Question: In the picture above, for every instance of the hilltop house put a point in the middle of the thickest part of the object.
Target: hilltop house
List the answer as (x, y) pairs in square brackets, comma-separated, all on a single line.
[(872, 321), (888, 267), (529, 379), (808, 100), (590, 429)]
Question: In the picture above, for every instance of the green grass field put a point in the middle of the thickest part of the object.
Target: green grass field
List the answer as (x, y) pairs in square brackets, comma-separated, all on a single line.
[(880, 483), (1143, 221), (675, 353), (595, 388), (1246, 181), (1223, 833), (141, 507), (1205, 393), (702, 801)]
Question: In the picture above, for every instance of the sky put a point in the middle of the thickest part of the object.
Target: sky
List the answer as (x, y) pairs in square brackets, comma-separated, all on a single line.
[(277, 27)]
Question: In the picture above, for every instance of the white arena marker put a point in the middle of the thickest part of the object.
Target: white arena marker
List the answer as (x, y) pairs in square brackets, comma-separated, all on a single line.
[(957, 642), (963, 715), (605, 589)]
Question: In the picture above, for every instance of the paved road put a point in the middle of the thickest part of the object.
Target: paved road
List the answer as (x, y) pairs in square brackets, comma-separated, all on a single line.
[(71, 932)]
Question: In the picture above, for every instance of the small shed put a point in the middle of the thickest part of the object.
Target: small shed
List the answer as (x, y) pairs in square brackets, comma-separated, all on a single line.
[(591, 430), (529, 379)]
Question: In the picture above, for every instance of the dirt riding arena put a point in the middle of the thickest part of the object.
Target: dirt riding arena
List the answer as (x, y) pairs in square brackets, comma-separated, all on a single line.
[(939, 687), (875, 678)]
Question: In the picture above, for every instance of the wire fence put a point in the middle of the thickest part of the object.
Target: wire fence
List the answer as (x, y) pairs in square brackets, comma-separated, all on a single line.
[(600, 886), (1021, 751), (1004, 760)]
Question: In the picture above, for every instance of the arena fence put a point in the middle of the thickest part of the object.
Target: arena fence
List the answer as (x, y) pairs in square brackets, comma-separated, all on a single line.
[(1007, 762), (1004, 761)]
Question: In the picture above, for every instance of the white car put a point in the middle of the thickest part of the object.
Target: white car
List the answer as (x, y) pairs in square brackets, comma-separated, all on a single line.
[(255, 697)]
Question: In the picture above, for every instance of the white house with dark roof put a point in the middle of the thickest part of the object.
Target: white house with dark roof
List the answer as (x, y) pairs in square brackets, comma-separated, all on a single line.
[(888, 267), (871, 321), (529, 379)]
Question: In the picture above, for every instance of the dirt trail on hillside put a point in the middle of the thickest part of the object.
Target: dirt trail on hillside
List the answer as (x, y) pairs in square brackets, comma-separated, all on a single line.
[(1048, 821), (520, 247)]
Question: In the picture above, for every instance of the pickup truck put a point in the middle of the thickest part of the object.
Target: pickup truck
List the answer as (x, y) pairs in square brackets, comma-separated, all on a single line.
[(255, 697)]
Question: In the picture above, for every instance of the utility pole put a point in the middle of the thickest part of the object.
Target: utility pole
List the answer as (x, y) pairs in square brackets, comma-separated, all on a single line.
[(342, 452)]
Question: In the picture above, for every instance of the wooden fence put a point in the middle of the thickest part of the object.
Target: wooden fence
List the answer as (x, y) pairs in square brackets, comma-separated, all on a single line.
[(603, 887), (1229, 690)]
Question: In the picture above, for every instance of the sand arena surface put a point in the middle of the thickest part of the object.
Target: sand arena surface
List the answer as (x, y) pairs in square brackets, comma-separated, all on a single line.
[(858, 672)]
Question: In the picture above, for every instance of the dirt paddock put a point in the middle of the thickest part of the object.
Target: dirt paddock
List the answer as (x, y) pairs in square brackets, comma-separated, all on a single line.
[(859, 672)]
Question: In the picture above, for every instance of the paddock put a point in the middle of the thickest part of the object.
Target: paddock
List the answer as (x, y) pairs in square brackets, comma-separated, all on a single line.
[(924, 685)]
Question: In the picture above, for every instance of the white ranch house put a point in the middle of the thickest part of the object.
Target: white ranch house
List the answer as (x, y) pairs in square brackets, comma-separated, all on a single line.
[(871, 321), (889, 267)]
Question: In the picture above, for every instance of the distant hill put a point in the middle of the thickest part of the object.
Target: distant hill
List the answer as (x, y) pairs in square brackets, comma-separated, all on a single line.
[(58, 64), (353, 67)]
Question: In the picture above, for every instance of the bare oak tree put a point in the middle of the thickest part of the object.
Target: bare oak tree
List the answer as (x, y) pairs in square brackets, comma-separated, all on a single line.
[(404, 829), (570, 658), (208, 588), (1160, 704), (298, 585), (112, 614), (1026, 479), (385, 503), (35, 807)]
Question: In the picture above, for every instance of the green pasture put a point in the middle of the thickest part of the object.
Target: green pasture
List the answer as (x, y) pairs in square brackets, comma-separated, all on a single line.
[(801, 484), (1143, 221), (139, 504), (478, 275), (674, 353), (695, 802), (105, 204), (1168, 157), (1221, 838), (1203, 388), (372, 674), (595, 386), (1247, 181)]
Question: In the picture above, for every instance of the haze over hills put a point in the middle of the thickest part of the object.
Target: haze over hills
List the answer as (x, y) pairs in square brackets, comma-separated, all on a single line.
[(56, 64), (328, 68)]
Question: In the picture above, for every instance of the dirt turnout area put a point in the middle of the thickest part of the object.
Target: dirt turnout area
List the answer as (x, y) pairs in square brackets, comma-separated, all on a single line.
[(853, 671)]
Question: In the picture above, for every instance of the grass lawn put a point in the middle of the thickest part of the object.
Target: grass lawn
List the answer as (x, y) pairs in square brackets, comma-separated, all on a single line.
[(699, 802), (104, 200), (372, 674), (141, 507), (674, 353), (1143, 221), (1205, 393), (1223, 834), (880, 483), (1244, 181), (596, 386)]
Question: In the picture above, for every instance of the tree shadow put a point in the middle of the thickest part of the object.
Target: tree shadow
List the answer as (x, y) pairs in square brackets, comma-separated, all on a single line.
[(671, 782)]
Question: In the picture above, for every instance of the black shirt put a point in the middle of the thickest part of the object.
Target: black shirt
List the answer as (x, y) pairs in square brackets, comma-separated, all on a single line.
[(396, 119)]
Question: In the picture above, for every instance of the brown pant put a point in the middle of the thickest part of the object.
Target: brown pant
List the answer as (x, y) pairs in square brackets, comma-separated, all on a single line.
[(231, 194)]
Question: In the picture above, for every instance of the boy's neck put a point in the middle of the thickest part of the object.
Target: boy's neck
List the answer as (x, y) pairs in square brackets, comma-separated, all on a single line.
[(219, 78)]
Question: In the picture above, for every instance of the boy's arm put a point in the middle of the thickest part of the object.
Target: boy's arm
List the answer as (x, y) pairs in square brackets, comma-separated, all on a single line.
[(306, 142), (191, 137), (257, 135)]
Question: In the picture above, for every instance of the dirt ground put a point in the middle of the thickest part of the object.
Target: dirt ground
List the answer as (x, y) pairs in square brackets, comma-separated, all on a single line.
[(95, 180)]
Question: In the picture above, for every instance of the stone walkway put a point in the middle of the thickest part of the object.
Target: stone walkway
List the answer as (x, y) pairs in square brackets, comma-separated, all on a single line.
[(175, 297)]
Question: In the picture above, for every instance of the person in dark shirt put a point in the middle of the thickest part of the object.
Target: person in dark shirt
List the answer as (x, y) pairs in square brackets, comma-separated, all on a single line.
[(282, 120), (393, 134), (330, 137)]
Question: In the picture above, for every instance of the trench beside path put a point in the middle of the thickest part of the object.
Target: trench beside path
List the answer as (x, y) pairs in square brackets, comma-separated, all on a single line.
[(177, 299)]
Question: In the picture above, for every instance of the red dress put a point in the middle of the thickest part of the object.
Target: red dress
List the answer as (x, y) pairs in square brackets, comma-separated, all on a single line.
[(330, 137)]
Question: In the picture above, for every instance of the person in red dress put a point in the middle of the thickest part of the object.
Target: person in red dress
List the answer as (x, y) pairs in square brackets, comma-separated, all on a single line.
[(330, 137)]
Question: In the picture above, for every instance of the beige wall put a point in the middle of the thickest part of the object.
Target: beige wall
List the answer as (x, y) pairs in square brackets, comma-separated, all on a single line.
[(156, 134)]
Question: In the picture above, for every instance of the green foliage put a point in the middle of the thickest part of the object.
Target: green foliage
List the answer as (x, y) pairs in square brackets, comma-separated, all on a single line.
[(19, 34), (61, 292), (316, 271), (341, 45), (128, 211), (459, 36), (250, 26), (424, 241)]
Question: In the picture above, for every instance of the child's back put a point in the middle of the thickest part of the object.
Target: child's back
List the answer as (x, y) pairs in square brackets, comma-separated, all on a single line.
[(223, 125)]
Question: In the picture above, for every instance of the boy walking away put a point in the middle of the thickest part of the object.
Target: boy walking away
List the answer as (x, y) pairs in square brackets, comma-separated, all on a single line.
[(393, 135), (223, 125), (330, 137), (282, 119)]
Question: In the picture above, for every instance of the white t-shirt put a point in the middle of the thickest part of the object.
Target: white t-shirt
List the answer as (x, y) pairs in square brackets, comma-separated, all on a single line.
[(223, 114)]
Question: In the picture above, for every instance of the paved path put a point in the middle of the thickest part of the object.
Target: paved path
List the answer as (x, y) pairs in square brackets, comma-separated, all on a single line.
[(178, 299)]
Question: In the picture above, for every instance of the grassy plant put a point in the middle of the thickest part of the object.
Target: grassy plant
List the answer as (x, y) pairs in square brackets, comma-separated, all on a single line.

> [Task to complete] Would you show each line of the material above that contains the string "grassy"?

> [Solved exercise]
Question: In the picture above, for every instance of the grassy plant put a point in the middle of the thickest part of the object.
Target: grassy plant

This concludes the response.